DO THIS
Swap "boundingBox" for "locateRegion" in the part of the rows that opens at the very start and closes with the line containing "[246,55,496,376]". Give back only that part with everything else unchanged, and leave the pictures out of the answer.

GIVEN RECORDS
··········

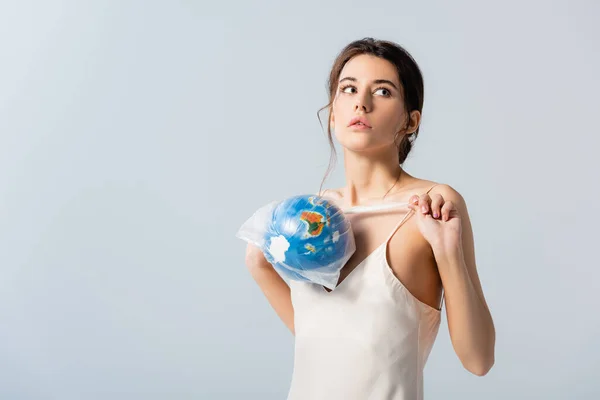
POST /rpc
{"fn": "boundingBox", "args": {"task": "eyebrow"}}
[338,76,400,91]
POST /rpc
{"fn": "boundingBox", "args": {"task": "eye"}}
[375,87,392,97]
[340,85,356,93]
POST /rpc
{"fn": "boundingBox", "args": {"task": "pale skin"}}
[246,55,496,376]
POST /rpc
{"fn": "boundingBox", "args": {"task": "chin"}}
[335,131,378,152]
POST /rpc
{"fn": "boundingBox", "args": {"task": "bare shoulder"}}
[427,181,465,207]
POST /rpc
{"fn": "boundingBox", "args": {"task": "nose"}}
[354,96,370,112]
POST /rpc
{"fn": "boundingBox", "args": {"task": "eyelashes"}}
[340,85,392,97]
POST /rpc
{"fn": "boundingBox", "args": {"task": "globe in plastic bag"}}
[236,195,356,290]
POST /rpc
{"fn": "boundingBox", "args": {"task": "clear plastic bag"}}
[236,195,356,290]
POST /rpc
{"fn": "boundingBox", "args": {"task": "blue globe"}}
[265,195,354,281]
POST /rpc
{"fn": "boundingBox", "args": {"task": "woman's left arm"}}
[411,185,496,376]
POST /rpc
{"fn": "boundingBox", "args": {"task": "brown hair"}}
[317,37,424,193]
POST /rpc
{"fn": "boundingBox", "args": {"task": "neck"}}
[344,150,406,206]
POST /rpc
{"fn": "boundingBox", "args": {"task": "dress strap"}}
[385,183,438,242]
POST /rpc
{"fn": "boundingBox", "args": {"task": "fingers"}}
[431,194,444,219]
[408,193,446,221]
[442,200,454,221]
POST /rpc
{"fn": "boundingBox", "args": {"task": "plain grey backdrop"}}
[0,1,600,400]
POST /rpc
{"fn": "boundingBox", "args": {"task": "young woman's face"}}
[331,54,410,152]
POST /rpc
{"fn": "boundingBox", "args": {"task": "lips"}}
[348,117,371,128]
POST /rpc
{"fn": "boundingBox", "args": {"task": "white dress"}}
[287,189,440,400]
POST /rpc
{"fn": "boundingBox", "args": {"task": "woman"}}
[241,38,495,400]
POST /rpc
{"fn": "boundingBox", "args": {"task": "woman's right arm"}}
[246,244,295,334]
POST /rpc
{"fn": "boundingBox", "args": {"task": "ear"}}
[408,110,421,133]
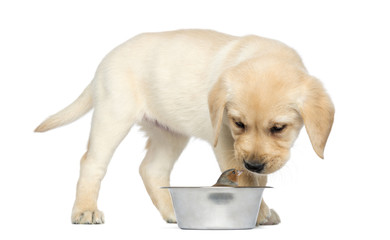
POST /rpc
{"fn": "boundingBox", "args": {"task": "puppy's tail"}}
[35,83,93,132]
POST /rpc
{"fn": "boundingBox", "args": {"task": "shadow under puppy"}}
[36,30,334,224]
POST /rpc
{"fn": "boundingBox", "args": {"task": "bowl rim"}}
[160,186,273,189]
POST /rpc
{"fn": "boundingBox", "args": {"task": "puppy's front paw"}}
[256,209,280,225]
[72,209,104,224]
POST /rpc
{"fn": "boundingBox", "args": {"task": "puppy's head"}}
[209,59,334,174]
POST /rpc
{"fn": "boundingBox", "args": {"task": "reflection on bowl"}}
[163,187,269,229]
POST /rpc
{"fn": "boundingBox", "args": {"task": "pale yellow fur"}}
[36,30,334,224]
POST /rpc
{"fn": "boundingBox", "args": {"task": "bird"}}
[213,168,243,187]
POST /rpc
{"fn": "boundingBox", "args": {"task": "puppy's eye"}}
[235,122,245,129]
[271,124,287,134]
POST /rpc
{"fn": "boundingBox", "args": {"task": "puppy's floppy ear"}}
[208,77,227,147]
[299,76,335,159]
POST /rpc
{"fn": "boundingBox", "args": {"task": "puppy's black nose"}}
[244,160,265,173]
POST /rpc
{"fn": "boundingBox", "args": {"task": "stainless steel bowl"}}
[164,187,269,229]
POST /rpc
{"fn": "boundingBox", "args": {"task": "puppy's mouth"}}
[243,160,265,173]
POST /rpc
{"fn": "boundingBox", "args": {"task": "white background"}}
[0,0,390,239]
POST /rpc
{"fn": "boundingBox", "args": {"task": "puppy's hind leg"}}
[72,83,139,224]
[139,126,189,223]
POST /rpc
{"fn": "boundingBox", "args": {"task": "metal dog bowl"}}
[163,187,269,229]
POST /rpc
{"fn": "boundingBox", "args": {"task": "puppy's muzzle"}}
[244,160,265,173]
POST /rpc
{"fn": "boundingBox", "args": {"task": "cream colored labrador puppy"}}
[36,30,334,224]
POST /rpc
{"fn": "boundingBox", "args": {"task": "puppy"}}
[36,30,334,224]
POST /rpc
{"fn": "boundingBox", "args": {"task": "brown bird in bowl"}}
[213,168,243,187]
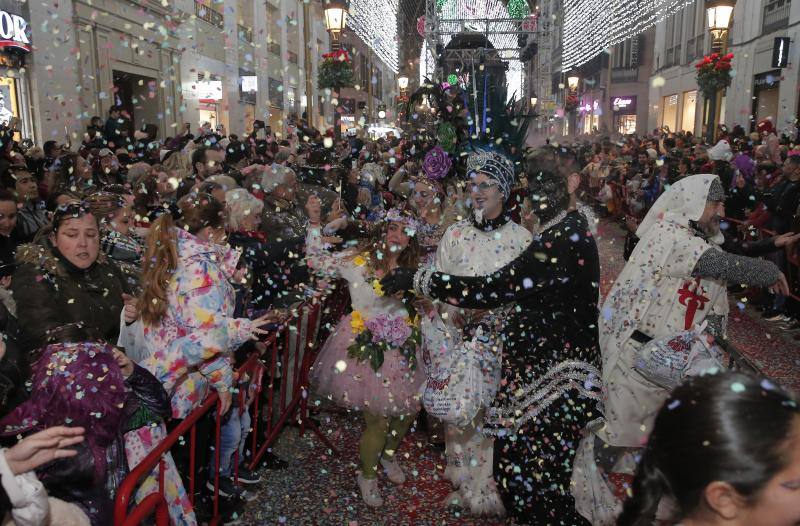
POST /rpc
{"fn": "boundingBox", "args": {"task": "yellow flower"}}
[350,310,367,334]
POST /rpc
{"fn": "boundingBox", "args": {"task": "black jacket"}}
[11,242,131,353]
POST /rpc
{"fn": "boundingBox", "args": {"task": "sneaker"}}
[238,466,261,484]
[381,458,406,485]
[206,477,244,499]
[781,319,800,332]
[241,490,258,502]
[261,451,289,469]
[356,473,383,508]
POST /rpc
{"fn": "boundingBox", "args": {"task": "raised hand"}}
[5,426,84,475]
[775,232,800,248]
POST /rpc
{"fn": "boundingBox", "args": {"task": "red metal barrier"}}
[114,289,346,526]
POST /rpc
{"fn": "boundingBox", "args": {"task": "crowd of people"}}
[0,80,800,526]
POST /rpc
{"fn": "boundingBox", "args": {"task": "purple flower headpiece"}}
[0,342,125,484]
[381,208,422,235]
[422,146,453,181]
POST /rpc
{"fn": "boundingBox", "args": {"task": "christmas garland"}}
[317,49,353,90]
[694,53,733,98]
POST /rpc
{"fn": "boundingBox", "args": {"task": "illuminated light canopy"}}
[347,0,399,73]
[562,0,693,70]
[419,0,530,99]
[508,0,531,20]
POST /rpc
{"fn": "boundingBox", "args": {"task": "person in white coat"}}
[572,174,788,525]
[422,150,533,515]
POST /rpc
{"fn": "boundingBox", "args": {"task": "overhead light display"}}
[347,0,399,73]
[561,0,694,71]
[419,0,527,98]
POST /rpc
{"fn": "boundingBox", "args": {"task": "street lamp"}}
[323,0,347,46]
[705,0,736,144]
[706,0,736,52]
[397,76,408,93]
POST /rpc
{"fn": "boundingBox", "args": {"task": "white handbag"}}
[633,322,724,391]
[422,315,496,426]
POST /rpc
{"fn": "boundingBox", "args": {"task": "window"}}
[194,0,225,29]
[761,0,792,33]
[611,36,642,82]
[681,90,697,133]
[269,78,283,110]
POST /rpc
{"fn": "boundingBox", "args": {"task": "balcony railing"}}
[611,68,639,82]
[761,0,792,33]
[194,0,225,29]
[237,24,253,44]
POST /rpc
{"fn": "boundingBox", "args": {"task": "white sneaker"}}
[381,458,406,485]
[357,473,383,508]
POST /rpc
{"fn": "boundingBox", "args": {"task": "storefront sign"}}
[242,75,258,92]
[197,80,222,101]
[611,96,636,115]
[0,10,31,51]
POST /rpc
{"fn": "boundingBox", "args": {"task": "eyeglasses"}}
[53,201,92,231]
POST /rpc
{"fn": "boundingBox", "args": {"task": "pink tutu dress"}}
[306,229,425,416]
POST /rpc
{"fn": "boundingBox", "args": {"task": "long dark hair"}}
[617,372,800,526]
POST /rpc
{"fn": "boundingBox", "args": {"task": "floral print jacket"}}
[142,228,252,418]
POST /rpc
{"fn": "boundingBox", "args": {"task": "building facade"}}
[649,0,800,135]
[23,0,338,144]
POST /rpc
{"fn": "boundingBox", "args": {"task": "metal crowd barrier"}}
[114,288,347,526]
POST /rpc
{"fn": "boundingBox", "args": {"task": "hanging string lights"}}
[561,0,693,71]
[420,0,530,98]
[347,0,399,73]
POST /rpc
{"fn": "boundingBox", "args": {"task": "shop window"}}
[681,90,697,133]
[614,115,636,135]
[661,94,678,131]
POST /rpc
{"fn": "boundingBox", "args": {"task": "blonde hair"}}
[225,188,264,232]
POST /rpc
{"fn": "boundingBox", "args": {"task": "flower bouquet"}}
[694,53,733,98]
[347,316,422,371]
[317,49,353,90]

··········

EXERCISE RESULT
POST /rpc
{"fn": "locateRegion", "args": {"task": "eyebrow"}}
[338,76,400,91]
POST /rpc
{"fn": "locateRegion", "args": {"task": "eye"}}
[375,87,392,97]
[340,85,356,93]
POST /rpc
{"fn": "locateRegion", "args": {"task": "pale skin"}}
[246,55,496,376]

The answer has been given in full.